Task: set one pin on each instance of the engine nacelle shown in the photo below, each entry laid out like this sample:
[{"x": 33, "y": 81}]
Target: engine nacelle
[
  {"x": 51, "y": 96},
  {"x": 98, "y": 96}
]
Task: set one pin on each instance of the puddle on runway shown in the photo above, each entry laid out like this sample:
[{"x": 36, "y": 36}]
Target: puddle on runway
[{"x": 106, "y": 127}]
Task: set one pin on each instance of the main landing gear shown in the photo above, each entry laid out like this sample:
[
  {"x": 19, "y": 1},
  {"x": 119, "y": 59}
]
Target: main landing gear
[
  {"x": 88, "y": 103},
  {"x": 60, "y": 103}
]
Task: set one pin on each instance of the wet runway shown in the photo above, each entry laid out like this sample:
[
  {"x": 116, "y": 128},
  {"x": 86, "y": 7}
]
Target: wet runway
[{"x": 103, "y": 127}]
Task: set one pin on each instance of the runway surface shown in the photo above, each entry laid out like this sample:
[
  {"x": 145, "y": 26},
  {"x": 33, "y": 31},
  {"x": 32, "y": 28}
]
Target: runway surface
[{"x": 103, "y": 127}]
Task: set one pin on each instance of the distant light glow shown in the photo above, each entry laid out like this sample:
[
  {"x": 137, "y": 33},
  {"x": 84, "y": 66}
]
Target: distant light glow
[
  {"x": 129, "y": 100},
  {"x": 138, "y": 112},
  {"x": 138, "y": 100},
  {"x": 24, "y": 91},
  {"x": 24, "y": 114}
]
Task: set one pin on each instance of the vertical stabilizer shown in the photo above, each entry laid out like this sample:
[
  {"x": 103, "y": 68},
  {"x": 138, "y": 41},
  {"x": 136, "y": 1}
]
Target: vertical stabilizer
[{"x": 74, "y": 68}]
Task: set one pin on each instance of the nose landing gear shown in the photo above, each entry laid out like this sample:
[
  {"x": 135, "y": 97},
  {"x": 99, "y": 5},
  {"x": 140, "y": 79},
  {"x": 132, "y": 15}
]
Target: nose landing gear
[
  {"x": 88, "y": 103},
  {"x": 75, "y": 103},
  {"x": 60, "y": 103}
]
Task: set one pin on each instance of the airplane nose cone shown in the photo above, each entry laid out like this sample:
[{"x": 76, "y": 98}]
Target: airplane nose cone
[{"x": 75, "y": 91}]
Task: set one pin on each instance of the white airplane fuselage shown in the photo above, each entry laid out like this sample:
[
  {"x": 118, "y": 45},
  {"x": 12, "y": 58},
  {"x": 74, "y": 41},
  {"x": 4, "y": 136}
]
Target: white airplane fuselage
--------------------------------
From the listing above, reproduce all the lines exactly.

## ANSWER TO THIS EXERCISE
Task: set one pin on each instance of the engine nacelle shown in the photo below, each entry laid out like this sample:
[{"x": 33, "y": 81}]
Target: engine nacelle
[
  {"x": 51, "y": 96},
  {"x": 98, "y": 96}
]
Task: set one pin on each instance of the puddle on runway shown in the photo above, each entry laid out like this sample:
[{"x": 36, "y": 36}]
Target: puddle on runway
[{"x": 106, "y": 127}]
Task: set one pin on each instance of the main landing gear shown in the photo above, each entry laid out like this sample:
[
  {"x": 19, "y": 1},
  {"x": 119, "y": 59}
]
Target: main landing gear
[
  {"x": 88, "y": 103},
  {"x": 60, "y": 103}
]
Task: set one pin on each instance of the wet runway shown in the photo above, each entry laid out like this sample:
[
  {"x": 116, "y": 128},
  {"x": 86, "y": 7}
]
Target: wet runway
[{"x": 103, "y": 127}]
Task: set one pin on each instance of the runway surface shown in the photo above, each entry laid out like this sample:
[
  {"x": 145, "y": 26},
  {"x": 33, "y": 31},
  {"x": 32, "y": 28}
]
Target: runway surface
[{"x": 103, "y": 127}]
Task: set one pin on each instance of the distant light glow shown in the photo above, each entry laid out like this sample:
[
  {"x": 137, "y": 33},
  {"x": 84, "y": 66}
]
Target: distant light glow
[
  {"x": 129, "y": 100},
  {"x": 138, "y": 112},
  {"x": 138, "y": 100},
  {"x": 24, "y": 91},
  {"x": 24, "y": 114}
]
Task: set one pin on each instance of the vertical stabilizer shown in the photo above, each entry laid out like this sample:
[
  {"x": 103, "y": 68},
  {"x": 138, "y": 41},
  {"x": 136, "y": 1}
]
Target: vertical stabilizer
[{"x": 74, "y": 68}]
Task: set one pin on each instance of the nose landing gear shown in the photo above, each entry laid out like this sample:
[
  {"x": 135, "y": 97},
  {"x": 99, "y": 5},
  {"x": 140, "y": 79},
  {"x": 132, "y": 15}
]
Target: nose landing gear
[
  {"x": 88, "y": 103},
  {"x": 75, "y": 103},
  {"x": 60, "y": 103}
]
Task: set one pin on each instance of the airplane nose cone shown in the photo above, each entry laid out like this sample:
[{"x": 76, "y": 98}]
Target: airplane nose cone
[{"x": 75, "y": 91}]
Task: set one pin on each instance of the white airplane fuselage shown in the photo above, each entry laid out like this sample:
[
  {"x": 118, "y": 45},
  {"x": 12, "y": 58},
  {"x": 74, "y": 41},
  {"x": 4, "y": 136}
]
Target: white airplane fuselage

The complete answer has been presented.